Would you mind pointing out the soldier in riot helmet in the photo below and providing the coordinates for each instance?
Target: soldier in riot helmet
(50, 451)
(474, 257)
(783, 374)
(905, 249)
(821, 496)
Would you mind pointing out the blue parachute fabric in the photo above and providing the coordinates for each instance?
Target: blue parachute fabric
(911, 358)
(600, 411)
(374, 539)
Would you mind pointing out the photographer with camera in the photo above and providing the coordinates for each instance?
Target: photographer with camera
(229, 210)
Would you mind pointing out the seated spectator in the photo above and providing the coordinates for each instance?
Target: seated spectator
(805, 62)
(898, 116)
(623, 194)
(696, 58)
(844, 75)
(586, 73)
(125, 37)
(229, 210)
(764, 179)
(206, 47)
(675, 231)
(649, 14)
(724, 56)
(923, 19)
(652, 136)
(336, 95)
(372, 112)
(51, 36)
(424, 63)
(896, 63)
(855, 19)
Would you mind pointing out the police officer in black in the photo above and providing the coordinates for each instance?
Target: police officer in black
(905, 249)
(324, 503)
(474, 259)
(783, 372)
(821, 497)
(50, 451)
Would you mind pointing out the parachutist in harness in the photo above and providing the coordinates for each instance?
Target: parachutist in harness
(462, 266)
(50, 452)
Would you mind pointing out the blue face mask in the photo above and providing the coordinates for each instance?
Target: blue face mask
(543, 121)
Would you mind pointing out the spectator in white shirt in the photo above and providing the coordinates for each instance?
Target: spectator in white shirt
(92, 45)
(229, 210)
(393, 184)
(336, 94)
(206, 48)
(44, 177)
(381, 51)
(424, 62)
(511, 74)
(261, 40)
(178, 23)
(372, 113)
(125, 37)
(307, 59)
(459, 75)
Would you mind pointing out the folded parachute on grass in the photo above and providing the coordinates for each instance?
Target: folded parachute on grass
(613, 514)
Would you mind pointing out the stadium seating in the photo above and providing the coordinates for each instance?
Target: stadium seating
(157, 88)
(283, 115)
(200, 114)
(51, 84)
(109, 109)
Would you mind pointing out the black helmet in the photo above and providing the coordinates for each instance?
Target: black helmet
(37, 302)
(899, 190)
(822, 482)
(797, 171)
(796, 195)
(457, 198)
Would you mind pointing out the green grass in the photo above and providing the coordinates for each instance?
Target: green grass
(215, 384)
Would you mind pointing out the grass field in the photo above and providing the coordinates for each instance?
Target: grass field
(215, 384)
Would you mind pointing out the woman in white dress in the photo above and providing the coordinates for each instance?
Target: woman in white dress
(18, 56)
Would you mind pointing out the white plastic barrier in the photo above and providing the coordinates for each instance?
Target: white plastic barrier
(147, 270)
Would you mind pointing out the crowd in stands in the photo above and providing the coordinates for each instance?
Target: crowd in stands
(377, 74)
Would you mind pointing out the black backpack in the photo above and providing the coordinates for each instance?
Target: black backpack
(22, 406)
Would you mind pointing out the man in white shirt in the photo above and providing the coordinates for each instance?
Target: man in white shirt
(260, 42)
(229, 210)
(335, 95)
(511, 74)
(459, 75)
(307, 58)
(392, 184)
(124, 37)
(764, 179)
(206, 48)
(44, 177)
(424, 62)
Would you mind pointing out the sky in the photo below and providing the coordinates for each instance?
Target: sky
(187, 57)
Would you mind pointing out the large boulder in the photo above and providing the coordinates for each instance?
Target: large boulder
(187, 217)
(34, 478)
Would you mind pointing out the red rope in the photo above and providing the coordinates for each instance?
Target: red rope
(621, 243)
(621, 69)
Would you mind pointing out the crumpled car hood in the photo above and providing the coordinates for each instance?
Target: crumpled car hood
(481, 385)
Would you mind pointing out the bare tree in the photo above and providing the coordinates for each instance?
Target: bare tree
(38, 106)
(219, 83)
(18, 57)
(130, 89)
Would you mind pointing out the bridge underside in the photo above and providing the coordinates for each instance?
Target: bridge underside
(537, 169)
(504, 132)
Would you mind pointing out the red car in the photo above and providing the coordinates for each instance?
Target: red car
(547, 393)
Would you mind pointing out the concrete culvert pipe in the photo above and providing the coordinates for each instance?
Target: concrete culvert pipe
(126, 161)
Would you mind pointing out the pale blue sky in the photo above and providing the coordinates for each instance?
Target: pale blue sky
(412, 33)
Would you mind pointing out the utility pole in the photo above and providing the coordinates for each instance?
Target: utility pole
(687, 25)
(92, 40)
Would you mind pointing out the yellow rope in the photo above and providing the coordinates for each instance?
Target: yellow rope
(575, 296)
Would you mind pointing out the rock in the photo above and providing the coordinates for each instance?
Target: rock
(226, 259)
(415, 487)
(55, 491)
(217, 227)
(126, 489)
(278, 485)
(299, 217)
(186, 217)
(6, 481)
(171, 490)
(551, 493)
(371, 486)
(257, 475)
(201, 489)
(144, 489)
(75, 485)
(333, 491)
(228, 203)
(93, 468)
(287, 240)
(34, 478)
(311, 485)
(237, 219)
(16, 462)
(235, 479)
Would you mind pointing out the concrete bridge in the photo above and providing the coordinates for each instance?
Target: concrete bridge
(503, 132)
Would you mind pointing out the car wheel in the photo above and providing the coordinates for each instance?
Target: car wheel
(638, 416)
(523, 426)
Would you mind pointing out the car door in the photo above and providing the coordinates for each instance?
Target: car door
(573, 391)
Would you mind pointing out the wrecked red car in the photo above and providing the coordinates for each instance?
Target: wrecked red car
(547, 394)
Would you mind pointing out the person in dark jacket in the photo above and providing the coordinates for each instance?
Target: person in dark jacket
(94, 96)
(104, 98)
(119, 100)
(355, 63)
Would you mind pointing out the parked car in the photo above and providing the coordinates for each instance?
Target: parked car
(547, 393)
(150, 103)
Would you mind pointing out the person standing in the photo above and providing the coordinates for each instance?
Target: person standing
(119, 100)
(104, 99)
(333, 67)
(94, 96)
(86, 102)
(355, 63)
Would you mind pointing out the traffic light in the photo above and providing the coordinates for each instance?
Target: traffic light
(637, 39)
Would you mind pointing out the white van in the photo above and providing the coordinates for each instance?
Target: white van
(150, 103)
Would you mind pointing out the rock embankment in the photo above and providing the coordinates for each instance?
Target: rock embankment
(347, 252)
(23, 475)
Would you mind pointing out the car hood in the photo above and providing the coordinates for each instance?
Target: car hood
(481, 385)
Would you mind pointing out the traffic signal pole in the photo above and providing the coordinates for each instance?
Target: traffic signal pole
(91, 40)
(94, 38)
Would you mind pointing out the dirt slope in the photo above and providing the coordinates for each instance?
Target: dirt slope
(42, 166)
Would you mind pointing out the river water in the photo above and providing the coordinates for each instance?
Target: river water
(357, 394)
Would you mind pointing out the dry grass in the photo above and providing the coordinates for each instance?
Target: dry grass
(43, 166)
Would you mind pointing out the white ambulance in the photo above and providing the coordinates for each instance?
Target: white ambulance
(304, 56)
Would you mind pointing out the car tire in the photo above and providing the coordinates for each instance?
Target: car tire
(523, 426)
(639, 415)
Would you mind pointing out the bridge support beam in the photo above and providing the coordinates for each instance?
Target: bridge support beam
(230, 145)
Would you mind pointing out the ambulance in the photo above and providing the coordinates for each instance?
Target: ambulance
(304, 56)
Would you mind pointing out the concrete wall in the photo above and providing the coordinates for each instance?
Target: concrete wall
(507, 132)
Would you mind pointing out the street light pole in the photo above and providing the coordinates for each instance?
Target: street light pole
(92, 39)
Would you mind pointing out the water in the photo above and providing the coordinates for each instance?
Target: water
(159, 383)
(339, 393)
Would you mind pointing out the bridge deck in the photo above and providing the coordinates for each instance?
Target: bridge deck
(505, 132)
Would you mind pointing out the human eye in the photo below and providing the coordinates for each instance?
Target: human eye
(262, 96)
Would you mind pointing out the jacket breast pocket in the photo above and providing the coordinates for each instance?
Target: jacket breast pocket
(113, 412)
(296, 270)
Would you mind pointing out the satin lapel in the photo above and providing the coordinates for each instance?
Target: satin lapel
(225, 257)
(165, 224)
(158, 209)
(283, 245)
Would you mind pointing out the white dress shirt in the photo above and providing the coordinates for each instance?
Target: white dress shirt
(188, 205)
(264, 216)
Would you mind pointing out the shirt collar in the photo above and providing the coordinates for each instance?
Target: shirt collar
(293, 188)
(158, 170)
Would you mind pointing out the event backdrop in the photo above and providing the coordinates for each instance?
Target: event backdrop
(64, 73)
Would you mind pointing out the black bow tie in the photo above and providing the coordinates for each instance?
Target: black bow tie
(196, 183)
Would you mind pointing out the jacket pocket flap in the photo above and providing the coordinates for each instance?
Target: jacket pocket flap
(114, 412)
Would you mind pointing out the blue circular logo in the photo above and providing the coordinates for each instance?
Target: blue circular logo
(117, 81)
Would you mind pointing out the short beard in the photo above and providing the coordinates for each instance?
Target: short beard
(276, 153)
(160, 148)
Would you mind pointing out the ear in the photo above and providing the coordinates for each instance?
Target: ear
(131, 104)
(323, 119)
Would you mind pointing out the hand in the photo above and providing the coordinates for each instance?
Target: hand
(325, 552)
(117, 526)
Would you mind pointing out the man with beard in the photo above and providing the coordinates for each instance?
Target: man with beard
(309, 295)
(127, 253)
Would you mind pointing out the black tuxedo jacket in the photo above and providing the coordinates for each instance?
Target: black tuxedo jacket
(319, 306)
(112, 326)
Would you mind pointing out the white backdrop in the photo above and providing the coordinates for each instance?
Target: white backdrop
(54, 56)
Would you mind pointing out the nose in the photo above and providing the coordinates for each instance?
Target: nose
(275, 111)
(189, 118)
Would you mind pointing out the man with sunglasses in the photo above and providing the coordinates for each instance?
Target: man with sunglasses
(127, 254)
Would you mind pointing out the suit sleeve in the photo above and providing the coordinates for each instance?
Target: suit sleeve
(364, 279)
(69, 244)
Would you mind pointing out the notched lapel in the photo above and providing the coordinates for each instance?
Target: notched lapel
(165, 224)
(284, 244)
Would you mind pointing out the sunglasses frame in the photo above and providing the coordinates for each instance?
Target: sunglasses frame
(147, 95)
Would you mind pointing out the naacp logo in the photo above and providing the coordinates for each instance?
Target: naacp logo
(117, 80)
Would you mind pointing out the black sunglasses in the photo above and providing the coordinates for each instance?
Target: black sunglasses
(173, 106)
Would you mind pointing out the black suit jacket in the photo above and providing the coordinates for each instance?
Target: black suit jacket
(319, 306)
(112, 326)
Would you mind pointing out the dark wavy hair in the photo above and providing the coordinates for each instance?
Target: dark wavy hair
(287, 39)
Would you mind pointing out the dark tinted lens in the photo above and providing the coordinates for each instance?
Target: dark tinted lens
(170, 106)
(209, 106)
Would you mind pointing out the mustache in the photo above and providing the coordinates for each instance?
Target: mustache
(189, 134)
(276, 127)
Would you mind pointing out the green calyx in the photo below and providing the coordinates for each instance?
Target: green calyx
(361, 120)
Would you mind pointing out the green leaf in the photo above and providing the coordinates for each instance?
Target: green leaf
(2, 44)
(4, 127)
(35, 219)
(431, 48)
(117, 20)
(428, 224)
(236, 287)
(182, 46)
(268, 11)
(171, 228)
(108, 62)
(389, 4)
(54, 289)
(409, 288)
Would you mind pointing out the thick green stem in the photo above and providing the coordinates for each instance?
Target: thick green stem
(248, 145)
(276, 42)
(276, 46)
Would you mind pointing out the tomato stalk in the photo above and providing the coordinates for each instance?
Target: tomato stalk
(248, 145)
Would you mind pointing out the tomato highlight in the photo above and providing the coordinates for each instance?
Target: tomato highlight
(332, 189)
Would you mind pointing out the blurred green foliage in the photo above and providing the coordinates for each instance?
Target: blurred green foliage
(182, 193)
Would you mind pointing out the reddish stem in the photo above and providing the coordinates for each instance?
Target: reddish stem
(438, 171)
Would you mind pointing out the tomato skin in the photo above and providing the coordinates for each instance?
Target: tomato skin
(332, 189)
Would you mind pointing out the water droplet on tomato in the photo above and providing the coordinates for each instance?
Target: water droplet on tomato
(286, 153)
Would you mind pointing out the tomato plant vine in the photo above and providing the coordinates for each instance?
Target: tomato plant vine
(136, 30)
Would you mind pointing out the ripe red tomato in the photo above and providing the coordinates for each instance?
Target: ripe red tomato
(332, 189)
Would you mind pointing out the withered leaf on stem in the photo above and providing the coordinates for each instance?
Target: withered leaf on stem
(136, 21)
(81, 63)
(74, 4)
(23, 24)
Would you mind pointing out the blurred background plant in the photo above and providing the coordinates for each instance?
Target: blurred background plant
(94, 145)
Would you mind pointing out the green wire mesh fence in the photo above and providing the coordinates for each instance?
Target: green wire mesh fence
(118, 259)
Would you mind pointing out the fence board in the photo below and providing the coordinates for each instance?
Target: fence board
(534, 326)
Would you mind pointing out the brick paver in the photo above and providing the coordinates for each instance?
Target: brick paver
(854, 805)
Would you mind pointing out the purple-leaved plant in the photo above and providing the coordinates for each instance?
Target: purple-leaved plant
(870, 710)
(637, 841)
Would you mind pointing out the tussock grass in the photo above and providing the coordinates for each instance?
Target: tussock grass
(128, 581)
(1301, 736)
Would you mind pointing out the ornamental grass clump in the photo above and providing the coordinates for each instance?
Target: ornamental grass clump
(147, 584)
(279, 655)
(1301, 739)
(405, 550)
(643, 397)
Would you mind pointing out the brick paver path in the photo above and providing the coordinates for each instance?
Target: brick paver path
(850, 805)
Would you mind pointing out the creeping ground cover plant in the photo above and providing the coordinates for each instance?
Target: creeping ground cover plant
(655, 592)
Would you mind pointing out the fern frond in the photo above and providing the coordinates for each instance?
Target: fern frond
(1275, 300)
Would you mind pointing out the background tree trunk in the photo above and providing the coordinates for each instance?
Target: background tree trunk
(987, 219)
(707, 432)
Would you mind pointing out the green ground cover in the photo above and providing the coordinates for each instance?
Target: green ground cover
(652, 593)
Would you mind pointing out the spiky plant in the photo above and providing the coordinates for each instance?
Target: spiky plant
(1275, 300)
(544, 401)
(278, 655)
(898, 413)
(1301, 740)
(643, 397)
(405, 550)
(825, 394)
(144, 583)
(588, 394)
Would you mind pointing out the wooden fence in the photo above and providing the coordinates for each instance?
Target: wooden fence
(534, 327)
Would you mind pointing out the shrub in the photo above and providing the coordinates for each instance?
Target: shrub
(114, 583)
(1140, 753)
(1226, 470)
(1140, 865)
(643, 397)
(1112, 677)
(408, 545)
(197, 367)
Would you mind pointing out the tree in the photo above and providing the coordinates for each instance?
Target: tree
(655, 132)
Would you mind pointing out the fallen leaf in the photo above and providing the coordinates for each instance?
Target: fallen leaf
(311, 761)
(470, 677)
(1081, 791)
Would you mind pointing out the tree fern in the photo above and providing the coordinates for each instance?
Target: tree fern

——

What to do
Set down only these lines, exactly: the line containing "Would you mind pointing out the background" and each line after it, through the end of the listing.

Full answer
Would you mind pointing out the background tree trunk in the photo above and providing the coordinates for each instance?
Target: background tree trunk
(987, 219)
(707, 432)
Would you mind pointing out the green ground cover in the photo above and providing the coordinates for each instance?
Target: green ground cover
(652, 593)
Would you mind pointing out the spiky plant in the photo above and providing the coordinates for each instance?
Target: spiky plant
(1275, 300)
(544, 401)
(278, 655)
(898, 413)
(1301, 740)
(643, 397)
(405, 550)
(825, 394)
(144, 583)
(588, 394)
Would you mind pointing out the wooden fence in the photo above and providing the coordinates for each instance?
Target: wooden fence
(534, 327)
Would you mind pointing out the shrub in the photo above and providing the coordinates for each instance?
Target: shrub
(114, 583)
(1140, 753)
(1226, 470)
(1140, 865)
(643, 397)
(1112, 677)
(408, 545)
(197, 367)
Would you mind pointing out the tree in the photo above and providing the coordinates for each instance?
Target: tree
(655, 132)
Would you mind pointing out the fallen leaf in the photo above and providing the coordinates for each instance?
Target: fallen leaf
(311, 761)
(470, 677)
(1081, 791)
Would you mind pointing out the tree fern in the photo above and providing the coordinates for each instance?
Target: tree fern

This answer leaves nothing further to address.